**Recorded data:**
---
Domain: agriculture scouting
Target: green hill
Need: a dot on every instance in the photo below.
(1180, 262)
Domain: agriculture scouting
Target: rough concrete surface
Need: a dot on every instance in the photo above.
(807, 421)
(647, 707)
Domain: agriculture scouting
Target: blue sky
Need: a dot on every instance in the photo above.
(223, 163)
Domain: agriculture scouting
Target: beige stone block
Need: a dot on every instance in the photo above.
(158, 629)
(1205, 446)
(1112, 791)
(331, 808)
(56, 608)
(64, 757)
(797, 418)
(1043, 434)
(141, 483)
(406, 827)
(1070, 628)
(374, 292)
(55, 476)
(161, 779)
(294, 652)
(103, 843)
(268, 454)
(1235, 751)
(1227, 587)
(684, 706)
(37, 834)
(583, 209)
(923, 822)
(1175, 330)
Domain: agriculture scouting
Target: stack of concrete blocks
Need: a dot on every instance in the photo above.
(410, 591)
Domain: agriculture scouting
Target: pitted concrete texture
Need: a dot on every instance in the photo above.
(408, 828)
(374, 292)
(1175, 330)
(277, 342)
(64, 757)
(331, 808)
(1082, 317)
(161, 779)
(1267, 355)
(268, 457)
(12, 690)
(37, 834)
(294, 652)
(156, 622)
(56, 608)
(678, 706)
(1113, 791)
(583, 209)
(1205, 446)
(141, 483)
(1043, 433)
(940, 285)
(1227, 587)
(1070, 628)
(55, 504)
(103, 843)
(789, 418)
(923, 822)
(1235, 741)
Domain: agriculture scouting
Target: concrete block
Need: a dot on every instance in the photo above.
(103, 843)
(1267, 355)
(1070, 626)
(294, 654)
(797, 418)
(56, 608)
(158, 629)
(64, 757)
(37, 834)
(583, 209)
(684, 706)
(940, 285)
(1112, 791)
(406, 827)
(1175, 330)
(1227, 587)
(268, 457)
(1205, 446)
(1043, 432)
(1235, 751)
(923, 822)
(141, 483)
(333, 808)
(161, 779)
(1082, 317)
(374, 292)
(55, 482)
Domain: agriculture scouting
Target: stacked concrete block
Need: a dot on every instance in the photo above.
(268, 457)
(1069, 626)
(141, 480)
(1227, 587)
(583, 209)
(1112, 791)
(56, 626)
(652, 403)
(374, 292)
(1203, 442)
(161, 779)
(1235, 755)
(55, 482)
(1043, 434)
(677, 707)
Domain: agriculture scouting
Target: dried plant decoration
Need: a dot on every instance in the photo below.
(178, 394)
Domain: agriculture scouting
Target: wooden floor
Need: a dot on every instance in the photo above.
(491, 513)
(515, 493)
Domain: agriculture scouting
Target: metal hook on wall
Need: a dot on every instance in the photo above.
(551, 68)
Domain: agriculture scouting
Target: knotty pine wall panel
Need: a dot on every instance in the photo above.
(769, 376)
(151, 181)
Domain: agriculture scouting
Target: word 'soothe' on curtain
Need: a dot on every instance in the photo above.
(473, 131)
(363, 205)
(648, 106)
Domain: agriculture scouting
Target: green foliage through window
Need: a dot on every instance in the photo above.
---
**Task brief:**
Retype the listing. Match it exactly.

**Problem solution:**
Domain: agriculture scouting
Target: green hill
Need: a dot on every instance in the photo below.
(1180, 262)
Domain: agriculture scouting
Target: rough concrete surface
Need: a dot on every instance in the photo above.
(807, 421)
(647, 707)
Domain: agriculture scouting
Target: blue sky
Need: a dot on every instance in the photo above.
(223, 163)
Domain: agriculture scouting
Target: beige stone block
Need: a dot on every instance in the photo above.
(158, 629)
(1205, 446)
(1112, 791)
(331, 808)
(56, 608)
(64, 757)
(797, 418)
(1043, 434)
(141, 483)
(406, 827)
(1070, 628)
(374, 292)
(55, 476)
(161, 779)
(294, 652)
(103, 843)
(268, 454)
(1235, 751)
(1227, 587)
(684, 706)
(37, 834)
(583, 209)
(923, 822)
(1175, 330)
Domain: agriculture scouting
Target: stack of concrete blocks
Need: a dot on every instance in the photo above.
(410, 591)
Domain: agriculture scouting
Target: pitted concrete texture
Need: a dot on every instance in the photo above.
(408, 828)
(374, 292)
(1175, 330)
(277, 342)
(64, 757)
(331, 808)
(1082, 317)
(161, 779)
(1267, 355)
(268, 457)
(12, 690)
(37, 834)
(294, 652)
(156, 622)
(56, 608)
(678, 706)
(1113, 791)
(583, 209)
(1205, 446)
(141, 483)
(1043, 433)
(940, 285)
(1227, 587)
(1070, 628)
(55, 504)
(103, 843)
(789, 418)
(923, 822)
(1235, 741)
Domain: agriculture scouting
Target: concrete block
Need: a dot on every instance in the photo above.
(103, 843)
(1267, 355)
(1070, 626)
(294, 654)
(797, 418)
(56, 608)
(158, 629)
(64, 757)
(37, 834)
(583, 209)
(684, 706)
(940, 285)
(1112, 791)
(406, 827)
(1175, 330)
(1227, 587)
(268, 457)
(1205, 446)
(1043, 432)
(1235, 751)
(923, 822)
(141, 483)
(333, 808)
(161, 779)
(1082, 317)
(374, 292)
(55, 482)
Domain: agriculture scouting
Target: stacked concrete block
Need: a dot on every instance in the photo above.
(268, 457)
(1069, 626)
(141, 480)
(1227, 587)
(583, 209)
(1112, 791)
(56, 626)
(652, 403)
(374, 292)
(1203, 442)
(161, 779)
(1235, 755)
(55, 482)
(1043, 434)
(677, 707)
Domain: agriculture scouting
Target: dried plant decoration
Need: a dot on every instance in the photo below.
(178, 394)
Domain: agriculture scouting
Target: wooden floor
Need: a dot on every instance in the photo above.
(491, 513)
(515, 493)
Domain: agriculture scouting
Target: metal hook on wall
Need: a dot on every instance in the photo above.
(551, 68)
Domain: agriculture scouting
Target: knotty pine wall panel
Need: a dot on every instance in the photo above.
(769, 376)
(151, 181)
Domain: agriculture scouting
Target: word 'soothe' on curtain
Need: a dot on every instance in the photo above.
(473, 131)
(363, 205)
(648, 106)
Domain: agriculture scouting
Target: green foliage through window
Need: a dot on every instance in the photo above.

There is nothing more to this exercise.